_Information supplied_
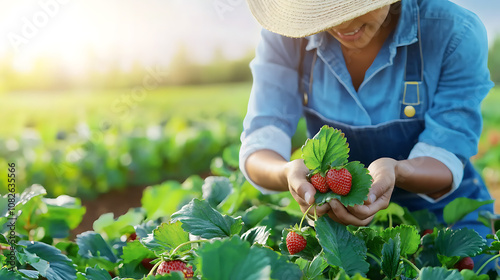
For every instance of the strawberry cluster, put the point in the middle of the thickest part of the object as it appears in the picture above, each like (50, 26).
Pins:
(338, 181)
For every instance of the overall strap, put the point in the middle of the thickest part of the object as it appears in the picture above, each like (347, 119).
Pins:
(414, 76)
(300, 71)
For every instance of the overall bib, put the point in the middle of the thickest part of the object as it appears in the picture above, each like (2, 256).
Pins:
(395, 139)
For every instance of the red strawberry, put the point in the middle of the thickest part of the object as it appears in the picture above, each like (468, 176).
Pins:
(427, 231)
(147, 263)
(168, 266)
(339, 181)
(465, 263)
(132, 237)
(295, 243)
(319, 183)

--

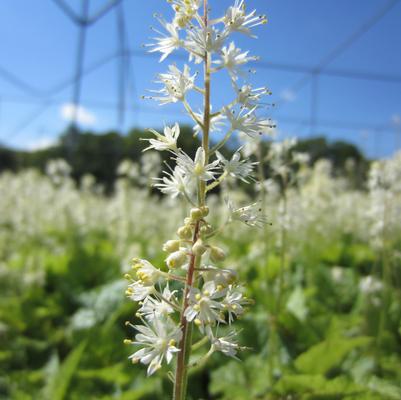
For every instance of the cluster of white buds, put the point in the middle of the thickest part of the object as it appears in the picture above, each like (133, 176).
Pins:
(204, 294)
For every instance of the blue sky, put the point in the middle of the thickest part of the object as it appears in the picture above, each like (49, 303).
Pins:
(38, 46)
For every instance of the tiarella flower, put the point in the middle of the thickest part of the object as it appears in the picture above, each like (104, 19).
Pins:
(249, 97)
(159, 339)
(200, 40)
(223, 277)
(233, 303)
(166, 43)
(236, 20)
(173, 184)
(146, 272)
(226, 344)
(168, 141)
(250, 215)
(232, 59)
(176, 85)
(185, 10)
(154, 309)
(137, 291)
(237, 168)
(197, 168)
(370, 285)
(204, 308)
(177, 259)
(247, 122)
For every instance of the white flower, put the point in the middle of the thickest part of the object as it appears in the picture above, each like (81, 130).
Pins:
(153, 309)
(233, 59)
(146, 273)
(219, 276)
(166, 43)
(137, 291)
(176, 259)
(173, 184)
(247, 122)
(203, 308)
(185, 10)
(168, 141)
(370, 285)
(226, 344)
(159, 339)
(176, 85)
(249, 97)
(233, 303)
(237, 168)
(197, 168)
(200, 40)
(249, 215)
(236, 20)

_Problem statement_
Your answer must be a single number: the count of lines in the records that hold the word "strawberry".

_Answer to this task_
2